→ Written task: State how many lines in the items below contain the string "lamp", with case counting, and give only the number.

→ A block of data:
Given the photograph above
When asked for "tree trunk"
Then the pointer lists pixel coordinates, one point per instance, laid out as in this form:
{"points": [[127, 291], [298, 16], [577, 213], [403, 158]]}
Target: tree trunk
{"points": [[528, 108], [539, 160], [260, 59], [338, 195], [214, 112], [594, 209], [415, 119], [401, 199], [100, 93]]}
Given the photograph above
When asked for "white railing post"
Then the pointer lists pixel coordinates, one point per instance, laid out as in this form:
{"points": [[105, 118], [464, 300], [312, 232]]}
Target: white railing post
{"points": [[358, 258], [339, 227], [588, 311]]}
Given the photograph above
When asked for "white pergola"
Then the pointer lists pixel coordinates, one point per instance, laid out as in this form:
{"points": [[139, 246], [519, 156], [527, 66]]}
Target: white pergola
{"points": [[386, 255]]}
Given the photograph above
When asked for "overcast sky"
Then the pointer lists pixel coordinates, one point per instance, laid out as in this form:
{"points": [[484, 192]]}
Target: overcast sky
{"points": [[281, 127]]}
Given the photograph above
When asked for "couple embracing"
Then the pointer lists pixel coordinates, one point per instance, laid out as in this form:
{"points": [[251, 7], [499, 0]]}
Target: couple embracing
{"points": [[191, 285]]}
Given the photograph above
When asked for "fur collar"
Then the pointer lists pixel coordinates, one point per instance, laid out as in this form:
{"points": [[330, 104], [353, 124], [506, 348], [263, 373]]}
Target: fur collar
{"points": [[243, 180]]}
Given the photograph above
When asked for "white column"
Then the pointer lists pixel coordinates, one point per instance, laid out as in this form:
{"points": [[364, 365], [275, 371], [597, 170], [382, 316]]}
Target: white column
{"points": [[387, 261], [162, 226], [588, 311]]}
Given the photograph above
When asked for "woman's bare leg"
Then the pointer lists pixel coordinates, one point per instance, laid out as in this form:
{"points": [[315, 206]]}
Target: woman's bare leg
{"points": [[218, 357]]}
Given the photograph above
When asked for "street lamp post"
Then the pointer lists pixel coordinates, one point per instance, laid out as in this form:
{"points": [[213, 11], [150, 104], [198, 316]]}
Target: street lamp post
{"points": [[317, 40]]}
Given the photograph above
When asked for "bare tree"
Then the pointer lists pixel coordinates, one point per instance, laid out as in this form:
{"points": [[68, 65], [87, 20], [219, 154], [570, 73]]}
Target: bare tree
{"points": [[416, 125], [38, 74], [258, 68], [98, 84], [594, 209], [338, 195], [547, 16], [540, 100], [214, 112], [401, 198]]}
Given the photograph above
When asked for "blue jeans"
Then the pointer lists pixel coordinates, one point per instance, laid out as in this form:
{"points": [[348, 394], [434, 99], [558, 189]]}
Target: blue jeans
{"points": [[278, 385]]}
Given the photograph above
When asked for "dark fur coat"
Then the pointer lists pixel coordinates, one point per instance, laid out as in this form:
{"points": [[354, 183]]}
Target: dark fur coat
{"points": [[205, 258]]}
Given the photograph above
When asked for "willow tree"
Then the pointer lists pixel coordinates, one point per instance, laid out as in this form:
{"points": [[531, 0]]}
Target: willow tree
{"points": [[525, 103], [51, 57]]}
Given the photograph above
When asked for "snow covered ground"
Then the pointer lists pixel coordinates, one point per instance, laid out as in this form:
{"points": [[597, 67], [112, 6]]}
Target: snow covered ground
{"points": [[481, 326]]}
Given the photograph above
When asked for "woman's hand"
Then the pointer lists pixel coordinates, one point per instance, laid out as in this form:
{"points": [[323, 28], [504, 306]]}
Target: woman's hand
---
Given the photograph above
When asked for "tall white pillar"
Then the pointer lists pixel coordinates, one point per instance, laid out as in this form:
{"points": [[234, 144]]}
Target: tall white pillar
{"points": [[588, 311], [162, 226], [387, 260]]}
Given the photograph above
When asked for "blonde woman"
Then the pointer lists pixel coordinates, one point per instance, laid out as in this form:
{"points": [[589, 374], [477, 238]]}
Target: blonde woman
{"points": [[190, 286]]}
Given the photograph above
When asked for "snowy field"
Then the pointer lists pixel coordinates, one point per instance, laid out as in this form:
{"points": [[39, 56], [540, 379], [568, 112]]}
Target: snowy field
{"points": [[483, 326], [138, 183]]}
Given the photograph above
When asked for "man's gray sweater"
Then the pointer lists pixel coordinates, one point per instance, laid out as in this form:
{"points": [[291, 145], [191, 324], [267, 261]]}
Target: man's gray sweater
==
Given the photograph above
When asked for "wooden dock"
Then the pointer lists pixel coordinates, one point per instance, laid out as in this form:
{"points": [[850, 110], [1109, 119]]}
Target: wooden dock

→ Worked solution: 2